(Exercise details):
Continue the purchase conditions for goods and services from the point where they stop.

(Selected extract):
--

For the Purchase of Goods and Services
1. APPLICABILITY OF CONDITIONS. These conditions shall apply to any order placed by Buyer (“Order”) for the supply of goods (“Goods”) and/or provision of services (“Services”), and along with terms on the face of the Order, are the only terms governing the contractual relationship between Buyer and Seller in relation to the Goods/Services. Alternative conditions in Seller’s quote, invoices, acknowledgments or other documents shall be void and of no effect. No variation in the Order terms, including without limitation these terms and conditions, shall be binding on Buyer unless agreed to in writing by Buyer’s authorized representative
2. PURCHASE.
The Order constitutes
an offer by Buyer to purchase the Goods and/or Services specified therein.
Buyer may withdraw such offer at any time by notice to Seller. Seller shall
accept or reject the Order within the time period specified therein by notice
in writing to Buyer. If Seller does not unconditionally accept or reject the
Order within such time period, it shall lapse and determine in all respects.
Seller’s acknowledgment, acceptance of payment or commencement of performance
shall constitute its unqualified acceptance of the Order.

--

(Records shown):
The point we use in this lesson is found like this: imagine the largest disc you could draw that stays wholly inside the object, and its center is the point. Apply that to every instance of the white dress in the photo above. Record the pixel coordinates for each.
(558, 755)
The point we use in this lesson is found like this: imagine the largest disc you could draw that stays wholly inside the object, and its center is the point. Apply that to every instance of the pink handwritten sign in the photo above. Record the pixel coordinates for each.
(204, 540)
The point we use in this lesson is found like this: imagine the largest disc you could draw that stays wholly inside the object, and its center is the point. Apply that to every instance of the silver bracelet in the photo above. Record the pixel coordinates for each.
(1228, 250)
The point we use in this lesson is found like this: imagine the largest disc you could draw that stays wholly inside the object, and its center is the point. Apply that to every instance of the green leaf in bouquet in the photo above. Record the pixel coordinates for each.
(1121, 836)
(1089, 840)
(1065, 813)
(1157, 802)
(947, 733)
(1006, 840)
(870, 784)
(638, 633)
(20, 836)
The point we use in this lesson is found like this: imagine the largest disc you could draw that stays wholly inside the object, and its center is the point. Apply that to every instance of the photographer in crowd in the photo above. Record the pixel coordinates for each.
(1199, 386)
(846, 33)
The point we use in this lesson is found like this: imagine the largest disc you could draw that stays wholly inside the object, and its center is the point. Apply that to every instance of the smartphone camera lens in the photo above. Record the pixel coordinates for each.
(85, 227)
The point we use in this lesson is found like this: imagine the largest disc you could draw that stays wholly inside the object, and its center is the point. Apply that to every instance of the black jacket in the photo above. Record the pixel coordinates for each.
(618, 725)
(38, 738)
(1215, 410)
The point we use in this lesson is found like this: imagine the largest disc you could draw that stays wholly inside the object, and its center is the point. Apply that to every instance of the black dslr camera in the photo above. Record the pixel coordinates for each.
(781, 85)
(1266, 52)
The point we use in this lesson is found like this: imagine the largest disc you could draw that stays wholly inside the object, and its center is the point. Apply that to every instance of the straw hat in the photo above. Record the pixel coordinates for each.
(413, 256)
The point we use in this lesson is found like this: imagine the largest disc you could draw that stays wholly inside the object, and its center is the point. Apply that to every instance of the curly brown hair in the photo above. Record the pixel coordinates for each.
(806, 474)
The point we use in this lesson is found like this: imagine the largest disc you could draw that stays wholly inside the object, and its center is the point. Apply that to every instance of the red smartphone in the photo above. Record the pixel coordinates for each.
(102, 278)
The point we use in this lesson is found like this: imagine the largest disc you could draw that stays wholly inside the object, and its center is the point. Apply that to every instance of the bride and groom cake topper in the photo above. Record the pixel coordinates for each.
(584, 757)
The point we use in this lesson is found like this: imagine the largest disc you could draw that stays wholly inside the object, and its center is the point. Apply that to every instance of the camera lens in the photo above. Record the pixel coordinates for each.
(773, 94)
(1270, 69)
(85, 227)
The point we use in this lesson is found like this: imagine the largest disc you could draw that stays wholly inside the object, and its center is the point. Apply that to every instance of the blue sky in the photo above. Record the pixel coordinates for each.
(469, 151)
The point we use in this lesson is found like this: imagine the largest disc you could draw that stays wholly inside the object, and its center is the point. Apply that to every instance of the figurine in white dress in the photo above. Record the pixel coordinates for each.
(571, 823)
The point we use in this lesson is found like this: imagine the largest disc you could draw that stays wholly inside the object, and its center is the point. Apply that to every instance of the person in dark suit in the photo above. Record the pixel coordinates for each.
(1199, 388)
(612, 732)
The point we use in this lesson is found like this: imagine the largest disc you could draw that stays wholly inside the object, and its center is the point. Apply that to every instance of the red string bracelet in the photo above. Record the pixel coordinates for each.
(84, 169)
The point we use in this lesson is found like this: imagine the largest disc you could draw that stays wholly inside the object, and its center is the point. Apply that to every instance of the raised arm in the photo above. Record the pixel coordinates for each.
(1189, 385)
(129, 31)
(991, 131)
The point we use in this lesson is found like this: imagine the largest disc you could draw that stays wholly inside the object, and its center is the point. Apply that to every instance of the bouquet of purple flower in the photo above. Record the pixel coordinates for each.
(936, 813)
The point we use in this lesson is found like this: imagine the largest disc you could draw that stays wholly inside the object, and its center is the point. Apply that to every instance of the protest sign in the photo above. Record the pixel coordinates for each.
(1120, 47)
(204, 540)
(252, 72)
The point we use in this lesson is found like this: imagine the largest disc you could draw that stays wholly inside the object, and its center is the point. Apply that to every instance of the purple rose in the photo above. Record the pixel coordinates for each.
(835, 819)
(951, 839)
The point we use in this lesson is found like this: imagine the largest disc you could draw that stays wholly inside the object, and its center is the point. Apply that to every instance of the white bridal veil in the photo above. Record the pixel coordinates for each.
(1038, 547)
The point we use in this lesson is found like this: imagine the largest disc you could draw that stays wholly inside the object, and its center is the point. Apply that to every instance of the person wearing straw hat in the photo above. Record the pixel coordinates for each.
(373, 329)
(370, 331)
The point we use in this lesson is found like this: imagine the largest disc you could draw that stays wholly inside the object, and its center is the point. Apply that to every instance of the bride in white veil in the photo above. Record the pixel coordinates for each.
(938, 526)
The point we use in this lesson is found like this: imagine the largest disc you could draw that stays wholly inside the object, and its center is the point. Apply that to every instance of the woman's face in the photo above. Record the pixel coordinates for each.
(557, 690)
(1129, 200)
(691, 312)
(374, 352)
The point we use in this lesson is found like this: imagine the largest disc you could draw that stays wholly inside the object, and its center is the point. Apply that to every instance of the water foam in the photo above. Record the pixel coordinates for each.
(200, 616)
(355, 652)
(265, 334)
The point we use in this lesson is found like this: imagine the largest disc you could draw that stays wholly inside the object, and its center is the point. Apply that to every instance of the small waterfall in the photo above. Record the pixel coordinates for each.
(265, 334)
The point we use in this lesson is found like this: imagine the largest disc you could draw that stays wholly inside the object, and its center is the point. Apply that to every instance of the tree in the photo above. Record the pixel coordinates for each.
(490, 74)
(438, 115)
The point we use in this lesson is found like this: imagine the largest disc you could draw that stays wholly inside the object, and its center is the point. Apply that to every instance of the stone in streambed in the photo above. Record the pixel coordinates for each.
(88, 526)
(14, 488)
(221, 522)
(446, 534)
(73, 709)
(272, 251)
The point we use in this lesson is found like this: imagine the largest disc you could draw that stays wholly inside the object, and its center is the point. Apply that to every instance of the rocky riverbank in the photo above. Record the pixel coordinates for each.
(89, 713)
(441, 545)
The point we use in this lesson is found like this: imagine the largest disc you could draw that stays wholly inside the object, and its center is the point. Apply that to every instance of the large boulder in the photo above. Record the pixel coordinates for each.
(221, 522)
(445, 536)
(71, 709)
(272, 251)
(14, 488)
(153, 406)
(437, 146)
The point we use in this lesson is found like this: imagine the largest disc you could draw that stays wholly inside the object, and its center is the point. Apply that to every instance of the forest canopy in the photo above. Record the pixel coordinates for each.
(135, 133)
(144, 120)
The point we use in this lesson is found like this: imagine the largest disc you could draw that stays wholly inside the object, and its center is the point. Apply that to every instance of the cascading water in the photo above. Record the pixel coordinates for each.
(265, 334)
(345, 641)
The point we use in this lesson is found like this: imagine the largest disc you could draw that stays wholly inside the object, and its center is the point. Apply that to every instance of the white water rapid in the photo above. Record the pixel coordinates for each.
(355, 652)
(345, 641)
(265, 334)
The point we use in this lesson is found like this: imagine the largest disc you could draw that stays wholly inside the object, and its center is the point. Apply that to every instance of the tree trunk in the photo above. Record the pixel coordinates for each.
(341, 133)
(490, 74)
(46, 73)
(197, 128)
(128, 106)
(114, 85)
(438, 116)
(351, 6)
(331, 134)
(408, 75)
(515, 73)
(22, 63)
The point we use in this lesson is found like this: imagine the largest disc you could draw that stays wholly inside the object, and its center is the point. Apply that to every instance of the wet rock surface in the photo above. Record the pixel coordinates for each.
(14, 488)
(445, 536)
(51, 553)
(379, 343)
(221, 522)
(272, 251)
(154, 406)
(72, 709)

--

(Final result):
3. DOCUMENTATION. Invoices and statements from Seller
shall separately state the value-added tax (VAT) rate, the amount charged, and
Seller’s registration number. Seller shall provide advice notes with the Goods,
stating the Order number, the nature and quantity of the Goods, and how and
when the Goods were dispatched. All consignments of the Goods to Buyer shall
include a packing note, and, where appropriate, a “Certificate of Conformity”,
each showing the Order number, the nature and quantity of the Goods (including
part numbers).
4. BUYER’S
PROPERTY. All
patterns, dies, molds, tools, drawings, models, materials and other items
supplied by Buyer to Seller for the purposes of fulfilling an Order shall
remain the property of Buyer, and shall be at the risk of Seller until returned
to Buyer. Seller shall not remove Buyer’s property from Seller’s custody, nor
allow is to be used (other than for the purpose of fulfilling the Order),
seized or sequestered.
5. DELIVERY. Time is of the essence in fulfilling
the Order. Seller shall deliver the Goods to and/or perform the Services at the
premises specified in the Order on or before the delivery date shown on the
Order, or if no date is specified, within a reasonable time. If Seller cannot
deliver by the agreed date, Seller shall make such special delivery
arrangements as Buyer may direct, at Seller’s expense, and such arrangements
shall be without prejudice to Buyer’s rights under the Order. Buyer may request
postponement of delivery of the Goods and/or performance of the Services, in
which case Seller shall arrange for any required safe storage at Seller’s risk.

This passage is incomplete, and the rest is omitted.